------ Исходный текст ------

Тайное Пламя. Духовные взгляды Толкина - Колдекот Стрэтфорд - Страница 7
- Предыдущая
- 7/43
- Следующая
Разумеется, картины, представленные в легендах, могут быть отчасти символичны, либо выстроены так, чтобы сократить или расширить, показать в определенном ракурсе или скомбинировать узоры. Картины эти далеки от реализма фотографии, однако ж они способны открыть нам некую правду о Прошлом.
А ведь туда вплетаются и реальные подробности, так называемые факты, произвольные очертания земли и моря, случайные свойства отдельных людей и их действий — песчинки, на которых, словно снежинки, кристаллизуются истории. В центре цикла стоит человек по имени Артур.
Фрэнкли возражает: артуровские романы «не реальны в том смысле, в каком реальны события прошлого». «Я этого не говорю, — отвечает Джереми. — Есть и вторичные планы или уровни».

------

Короткая задача A –
Обнови в тексте о Толкине отрывок от «Тайное Пламя. Духовные» до «правду о Прошлом.» включительно, поставив «преданиях» вместо «легендах».
Короткая задача B –
Продолжи, пожалуйста, текст о Толкине после его последнего предложения.

------ Блок данных ------

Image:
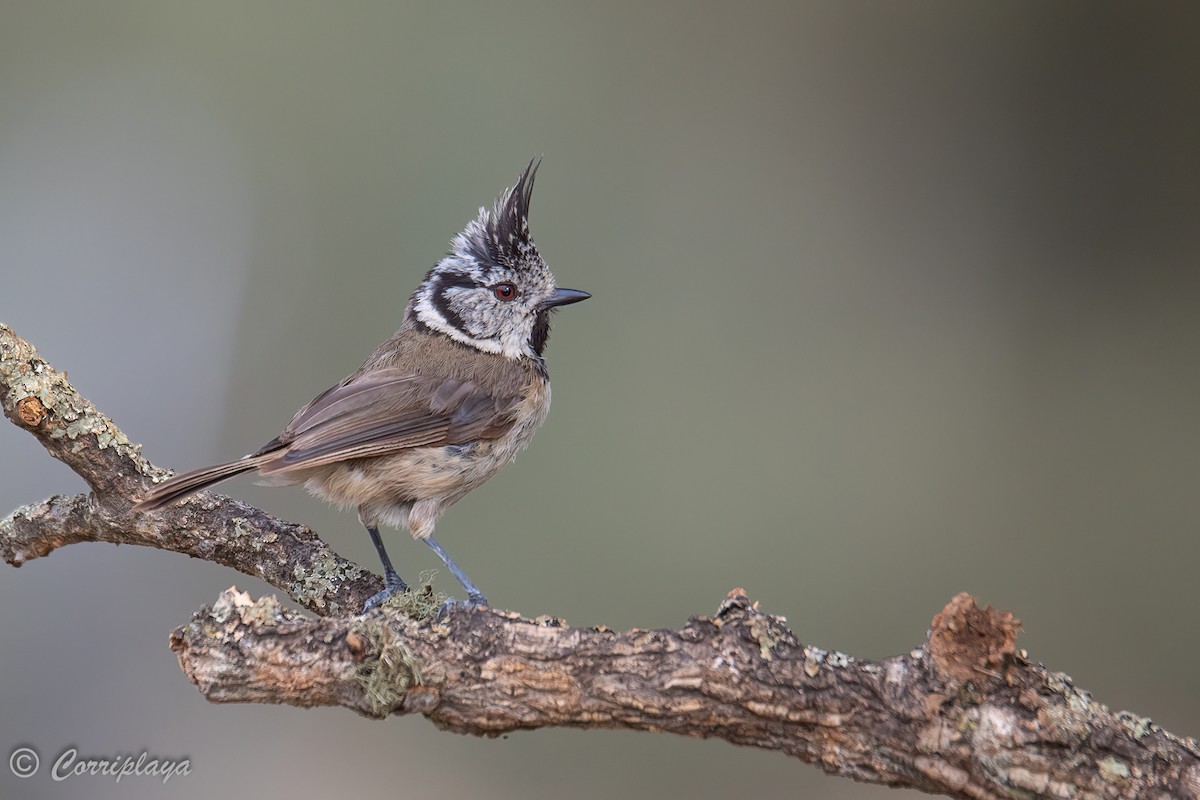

------

Ответ A –
Тайное Пламя. Духовные взгляды Толкина - Колдекот Стрэтфорд - Страница 7
- Предыдущая
- 7/43
- Следующая
Разумеется, картины, представленные в преданиях, могут быть отчасти символичны, либо выстроены так, чтобы сократить или расширить, показать в определенном ракурсе или скомбинировать узоры. Картины эти далеки от реализма фотографии, однако ж они способны открыть нам некую правду о Прошлом.

Ответ B –
В платонически–романтической традиции европейской литературы представлено множество уровней реальности. «Великая цепь бытия» протянулась от чистых духов и несокрушимых хрустальных сфер Эмпирея до изменчивых подлунных царств. Толкин прикидывает возможно ли применить эту средневековую космологию к понятию времени, чтобы примирить научные истины с теми истинами, которые он прозревал в мифологии. На самом деле он просто разрабатывал теорию мифа, которая объяснила бы его собственный непрерывный, длиною в жизнь, проект — Сильмариллион.
Клуб обсуждает Нуменор/Атлантиду. В отличие от Реймера, Лаудем — не визионер, но с десяти лет имеет дело с «лингвистическими призраками», и «призраки» эти связывают его с событиями, которые прозревает Реймер. Выясняется, что настоящее имя Лаудема — Эльфвине («друг эльфов»), а его отец Эдвин, путешественник, бесследно сгинул в западном океане вместе с кораблем под названием «Эарендель». Последним связующим звеном на пути к Нуменору/Атлантиде становится череда отцов и сыновей, и это очень важно — такая последовательность повторяется снова и снова на протяжении всего Сильмариллиона. Имена «Эльфвине», «Эррол», «Эриол», «Албоин», «Алвин», «Эдвин» и «Элендиль» означают «друг эльфов». Всех потомков первого Элендиля одолевает «тоска по морю», неутолимое желание уплыть на Запад.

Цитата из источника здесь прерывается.